By Tanner Weigel, Staff Writer
With a finite number of wakeful hours in any given day, we as humans are constantly forced to make choices about how to spend that time. And the options are endless. Do I wake up an hour early in order to fit in a run? Do I keep eating the same breakfast of eggs and toast? When the radio alerts me of a crash ahead, do I try my luck at a new route? I could, of course, go on for a while.
Some choices may have no obvious or immediate consequences (do I wear the red or the blue polo?), but others have the potential to bless us or haunt us for a lifetime. I’m sure you can think of a few of the more consequential choices we face: Where will I go to college? Should I even go to college? What will I study? Should I go out with that person? Should I (gulp) marry that person? Where should I live? What do I do when I can’t get a job?
The forks in the proverbial road of life may seem endless. But no matter the difficulty in making the choice of which path to take, we still have to make a decision.
In this modern world where we hear about so much opportunity, why are choices so hard? Psychologist Barry Schwartz contends that the fact that we have so many choices in the first place is part of the problem. And underlying the availability of so many choices is what Schwartz calls the “official dogma”, a western-centric notion that “the more choice people have, the more freedom they have, and the more freedom they have, the more welfare they have.”

****

INSTRUCTIONS FOR THE TASK → Return the whole essay on choices and decision-making word for word. The material after this text is not needed for anything here.

****

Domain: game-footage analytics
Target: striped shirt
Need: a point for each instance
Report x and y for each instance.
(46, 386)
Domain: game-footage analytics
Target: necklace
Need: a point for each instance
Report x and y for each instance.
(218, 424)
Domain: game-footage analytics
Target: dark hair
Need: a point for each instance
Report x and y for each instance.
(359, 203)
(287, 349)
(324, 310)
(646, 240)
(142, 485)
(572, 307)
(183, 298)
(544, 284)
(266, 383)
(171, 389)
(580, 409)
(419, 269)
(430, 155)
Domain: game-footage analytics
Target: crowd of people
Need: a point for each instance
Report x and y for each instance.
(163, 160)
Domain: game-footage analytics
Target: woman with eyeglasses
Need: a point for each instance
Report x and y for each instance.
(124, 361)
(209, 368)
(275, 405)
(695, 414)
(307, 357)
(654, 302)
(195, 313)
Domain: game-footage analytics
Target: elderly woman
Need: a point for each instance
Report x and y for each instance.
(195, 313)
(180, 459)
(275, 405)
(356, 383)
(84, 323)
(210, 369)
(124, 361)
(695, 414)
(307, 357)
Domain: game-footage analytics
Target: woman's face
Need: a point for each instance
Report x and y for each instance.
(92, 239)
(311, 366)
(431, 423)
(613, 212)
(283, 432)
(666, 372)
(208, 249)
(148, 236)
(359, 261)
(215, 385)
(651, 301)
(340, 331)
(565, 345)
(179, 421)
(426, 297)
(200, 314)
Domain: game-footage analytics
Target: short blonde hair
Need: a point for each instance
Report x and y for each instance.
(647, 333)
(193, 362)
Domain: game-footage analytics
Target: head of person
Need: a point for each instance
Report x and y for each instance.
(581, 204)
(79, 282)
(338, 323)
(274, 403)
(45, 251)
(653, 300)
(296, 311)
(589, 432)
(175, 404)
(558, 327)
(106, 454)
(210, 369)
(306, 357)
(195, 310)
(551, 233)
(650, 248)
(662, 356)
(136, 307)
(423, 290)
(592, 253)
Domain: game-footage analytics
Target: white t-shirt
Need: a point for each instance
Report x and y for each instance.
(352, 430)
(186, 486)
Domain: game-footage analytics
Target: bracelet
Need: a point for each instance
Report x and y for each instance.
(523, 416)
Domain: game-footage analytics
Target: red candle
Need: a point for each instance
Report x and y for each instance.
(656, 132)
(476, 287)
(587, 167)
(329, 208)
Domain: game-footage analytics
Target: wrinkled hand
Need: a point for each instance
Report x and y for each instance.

****

EXERCISE SOLUTION →
By Tanner Weigel, Staff Writer
With a finite number of wakeful hours in any given day, we as humans are constantly forced to make choices about how to spend that time. And the options are endless. Do I wake up an hour early in order to fit in a run? Do I keep eating the same breakfast of eggs and toast? When the radio alerts me of a crash ahead, do I try my luck at a new route? I could, of course, go on for a while.
Some choices may have no obvious or immediate consequences (do I wear the red or the blue polo?), but others have the potential to bless us or haunt us for a lifetime. I’m sure you can think of a few of the more consequential choices we face: Where will I go to college? Should I even go to college? What will I study? Should I go out with that person? Should I (gulp) marry that person? Where should I live? What do I do when I can’t get a job?
The forks in the proverbial road of life may seem endless. But no matter the difficulty in making the choice of which path to take, we still have to make a decision.
In this modern world where we hear about so much opportunity, why are choices so hard? Psychologist Barry Schwartz contends that the fact that we have so many choices in the first place is part of the problem. And underlying the availability of so many choices is what Schwartz calls the “official dogma”, a western-centric notion that “the more choice people have, the more freedom they have, and the more freedom they have, the more welfare they have.”